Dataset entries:
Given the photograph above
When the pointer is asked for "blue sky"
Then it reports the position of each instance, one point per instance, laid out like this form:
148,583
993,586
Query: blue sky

What is being asked:
Every entry that appears above should be duplicated exactly.

Expected answer:
Given the photograph above
When the pointer is asked for "blue sky"
Then it reports the position of each instance, one point per instance, laid out like this form:
148,583
993,586
Query: blue sky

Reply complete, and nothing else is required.